Doch schon 2001 kehrte der Likud an die Schalthebel der Macht zurück. Unter der Regierung von Ministerpräsident Ariel Scharon wurde Netanjahu Finanzminister. Er war verantwortlich für eine ökonomische Deregulierung, die wenig Rücksicht auf soziale Belange und, wie in allen westlichen Industrienationen, allein den Reichen nützten. Die Massenproteste in Israel seit letztem Jahr sind das Resultat seiner Wirtschaftsreformen.

Netanjahus Rückkehr als Premier seit 2009 war nur möglich, weil er sich mit extremistischen Koalitionspartnern wie der Shas-Partei und der „Russenpartei“ (Beitenu Israel) von Avigdor Lieberman verbündete. Dies hat zur weiteren Radikalisierung des Landes beigetragen und den religiösen Fundamentalismus gefördert. Einige Kommentatoren sprechen bereits von einem „jüdischen Iran“, oder, wie Gershom Gorenberg in seinem Buch "Israel schafft sich ab", von einer reaktionären „Neugründung Israels“.
= = = = = = =
### Übungsaufgaben
a) Nenne alle Personen, die im Textauszug über Netanjahu namentlich vorkommen.
b) Führe den Textauszug über Netanjahu nach seinem letzten Satz mit einem weiteren Absatz fort.

### Bereitgestellte Daten
= = = = = = =
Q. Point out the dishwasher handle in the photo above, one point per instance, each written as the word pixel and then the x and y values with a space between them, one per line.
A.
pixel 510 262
= = = = = = =
### Ergebnisse der Übung
a) Ariel Scharon, Netanjahu, Avigdor Lieberman, Gershom Gorenberg

b)
Der größte Erfolg Netanjahus in seiner zweiten Regierungszeit war die Freilassung von 1.027 palästinensischer Gefangenen am 18. Oktober 2011 im Austausch für den von der Hamas entführten israelischen Soldaten Gilad Shalit, der fünf Jahre im Gaza-Streifen gefangen gehalten worden war. Was Netanjahu ebenfalls erreicht hat, ist die forcierte Kolonisierung der besetzten palästinensischen Gebiete und damit die Demütigung von US-Präsident Obama und sogar von dessen pro-zionistischen Vizepräsidenten Joseph Biden. Letzterer wurde bei seinem Israel-Besuch im März 2010 durch die Ankündigung neuer Siedlungen in Ost-Jerusalem öffentlich bloßgestellt, obgleich er bei seiner Ankunft gesagt hatte: „Es ist gut, zu Hause zu sein!“ Eigentlich sollte man denken, dass ein US-Vizepräsident in den USA und nicht in Israel „zu Hause“ ist.

Oberste Priorität für Netanjahu hat jedoch die militärische Konfrontation mit Iran. Über die „Israellobby“ nimmt er massiven Einfluss auf den innenpolitischen Entscheidungsprozess der USA. Zu seinen Unterstützern zählt AIPAC, die wichtigste pro-Israellobby, darunter christliche Fundamentalisten, die eine endzeitliche Schlacht um das Heilige Land („Armageddon“) predigen, sowie der Glücksspiel-Magnat Sheldon Adelson und Ronald Lauder, Erbe des Lauder Kosmetik Imperiums.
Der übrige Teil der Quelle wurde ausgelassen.